[Point annotation records]
## START

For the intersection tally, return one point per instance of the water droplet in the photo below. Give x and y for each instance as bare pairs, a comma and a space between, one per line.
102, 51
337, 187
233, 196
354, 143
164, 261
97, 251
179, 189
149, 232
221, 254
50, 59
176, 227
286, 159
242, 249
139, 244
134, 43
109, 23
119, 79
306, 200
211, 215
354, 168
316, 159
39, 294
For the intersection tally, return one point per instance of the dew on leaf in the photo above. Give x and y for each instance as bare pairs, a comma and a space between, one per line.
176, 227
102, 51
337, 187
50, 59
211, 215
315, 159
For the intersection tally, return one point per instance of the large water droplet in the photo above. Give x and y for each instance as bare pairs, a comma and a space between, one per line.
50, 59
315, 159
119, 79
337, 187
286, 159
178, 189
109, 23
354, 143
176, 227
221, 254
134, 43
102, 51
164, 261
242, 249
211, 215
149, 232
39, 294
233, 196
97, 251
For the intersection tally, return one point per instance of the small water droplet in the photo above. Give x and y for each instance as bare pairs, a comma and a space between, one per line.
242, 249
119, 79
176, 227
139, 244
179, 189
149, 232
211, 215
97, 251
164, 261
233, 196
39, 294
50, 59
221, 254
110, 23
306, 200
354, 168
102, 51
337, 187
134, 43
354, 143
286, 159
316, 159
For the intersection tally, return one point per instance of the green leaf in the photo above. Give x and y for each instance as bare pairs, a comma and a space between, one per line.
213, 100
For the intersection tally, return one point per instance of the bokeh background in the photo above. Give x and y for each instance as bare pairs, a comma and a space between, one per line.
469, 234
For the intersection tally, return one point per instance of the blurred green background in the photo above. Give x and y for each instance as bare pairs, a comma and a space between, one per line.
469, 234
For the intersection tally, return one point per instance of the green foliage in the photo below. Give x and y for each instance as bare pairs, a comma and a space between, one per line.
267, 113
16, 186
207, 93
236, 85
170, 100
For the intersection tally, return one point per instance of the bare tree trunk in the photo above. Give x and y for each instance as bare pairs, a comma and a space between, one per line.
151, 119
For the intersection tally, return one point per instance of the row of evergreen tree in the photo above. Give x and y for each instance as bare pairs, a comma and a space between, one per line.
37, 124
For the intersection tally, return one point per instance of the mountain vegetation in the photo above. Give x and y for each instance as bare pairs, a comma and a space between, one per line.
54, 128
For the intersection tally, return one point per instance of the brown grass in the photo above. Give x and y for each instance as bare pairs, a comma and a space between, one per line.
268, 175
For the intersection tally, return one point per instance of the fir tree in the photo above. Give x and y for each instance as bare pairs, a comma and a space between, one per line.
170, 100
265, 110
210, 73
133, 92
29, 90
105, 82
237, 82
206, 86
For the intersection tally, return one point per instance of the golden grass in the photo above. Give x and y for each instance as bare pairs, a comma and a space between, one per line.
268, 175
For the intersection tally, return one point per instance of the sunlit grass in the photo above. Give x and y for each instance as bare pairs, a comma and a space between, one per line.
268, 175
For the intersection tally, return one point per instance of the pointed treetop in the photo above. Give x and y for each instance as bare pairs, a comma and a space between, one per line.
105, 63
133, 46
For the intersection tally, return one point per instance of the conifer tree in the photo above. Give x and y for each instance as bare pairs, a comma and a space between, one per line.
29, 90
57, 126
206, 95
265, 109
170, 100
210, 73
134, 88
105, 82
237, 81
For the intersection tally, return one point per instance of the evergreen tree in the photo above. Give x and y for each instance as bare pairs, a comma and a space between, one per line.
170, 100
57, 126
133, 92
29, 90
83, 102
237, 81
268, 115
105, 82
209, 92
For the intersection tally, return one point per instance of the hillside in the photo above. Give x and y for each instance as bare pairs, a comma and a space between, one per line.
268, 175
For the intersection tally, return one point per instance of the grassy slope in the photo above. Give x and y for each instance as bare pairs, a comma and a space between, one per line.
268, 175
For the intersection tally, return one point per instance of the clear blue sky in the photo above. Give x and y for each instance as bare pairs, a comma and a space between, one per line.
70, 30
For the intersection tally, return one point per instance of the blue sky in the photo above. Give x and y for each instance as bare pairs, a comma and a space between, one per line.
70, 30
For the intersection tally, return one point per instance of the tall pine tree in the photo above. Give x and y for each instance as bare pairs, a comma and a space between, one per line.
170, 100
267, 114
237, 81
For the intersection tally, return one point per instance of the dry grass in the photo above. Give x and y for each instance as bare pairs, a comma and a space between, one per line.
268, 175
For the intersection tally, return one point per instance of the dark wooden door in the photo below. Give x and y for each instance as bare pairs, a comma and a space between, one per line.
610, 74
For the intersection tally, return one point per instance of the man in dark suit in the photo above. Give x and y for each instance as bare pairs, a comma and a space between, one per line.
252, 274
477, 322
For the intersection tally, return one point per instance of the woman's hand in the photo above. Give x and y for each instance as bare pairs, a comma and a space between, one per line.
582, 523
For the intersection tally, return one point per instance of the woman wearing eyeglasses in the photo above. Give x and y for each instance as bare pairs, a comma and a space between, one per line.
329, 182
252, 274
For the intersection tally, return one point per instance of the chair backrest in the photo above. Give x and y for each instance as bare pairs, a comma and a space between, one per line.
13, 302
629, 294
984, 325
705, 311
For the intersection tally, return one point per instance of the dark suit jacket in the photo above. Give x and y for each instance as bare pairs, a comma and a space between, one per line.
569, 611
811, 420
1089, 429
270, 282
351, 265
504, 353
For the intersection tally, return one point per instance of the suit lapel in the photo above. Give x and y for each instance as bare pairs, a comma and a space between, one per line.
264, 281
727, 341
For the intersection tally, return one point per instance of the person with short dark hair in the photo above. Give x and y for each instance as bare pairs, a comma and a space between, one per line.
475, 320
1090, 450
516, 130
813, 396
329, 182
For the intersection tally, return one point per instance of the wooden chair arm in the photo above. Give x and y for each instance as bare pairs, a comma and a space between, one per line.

## END

# What you will do:
Transcribe the lines above word for word, starting at the line that contains "the dry grass" and continuing through the final line.

# The completed task:
For the intersection tally, return one point per instance of the dry grass in the photo above. Give x and y for each instance as bare pairs, a comma and a space between, one per line.
268, 175
For the intersection tally, return one point per instance of the dark wooden door in the photo below. Give x and y for each instance as bare pairs, a comma and a space between, one per line.
610, 74
For the intersection tally, return one point per instance of the man in dark suit in the photo above. Give x and y for each instance as bare pairs, a comma and a space between, one per line.
252, 274
477, 322
For the intersection tally, return one point per instance of the woman's hand in the photo above. Give x and y for each instance as bare pairs, a comma and a space between, one per line.
582, 523
For the intersection tally, return one point per instance of the woman wearing eyeglasses in the photo above. Give x and y for each instance as bare pairs, a comma and a space between, one per line.
329, 182
252, 274
For the intersection tally, return one point per instance of the chair backrest in the photo above. Give x and y for each instance as bare pairs, a comma and a space between, one per line.
13, 302
629, 294
984, 325
705, 311
For the intersection tally, return one point per instance of the dark suit jacket in the photo above. Give x and y for each instance as bare pairs, a comma and a space between, one per line.
569, 611
811, 420
1089, 429
270, 282
351, 265
504, 353
For the intersection tally, return one point per instance of the suit lapel in the photo above. Give x and y for each instance as bare pairs, a comma and a space between, one per line.
264, 281
727, 341
For the intersection tally, return one point per instance of the person with short dark hair in the photo above. Give x and y for each instance as bare pairs, a comma and a space between, one per line.
475, 320
1090, 450
516, 130
813, 396
329, 182
For the intersection tally, return one point per instance of the wooden chair arm in the photo above. Give x and y for each instance as bare pairs, a comma and a space between, one per line.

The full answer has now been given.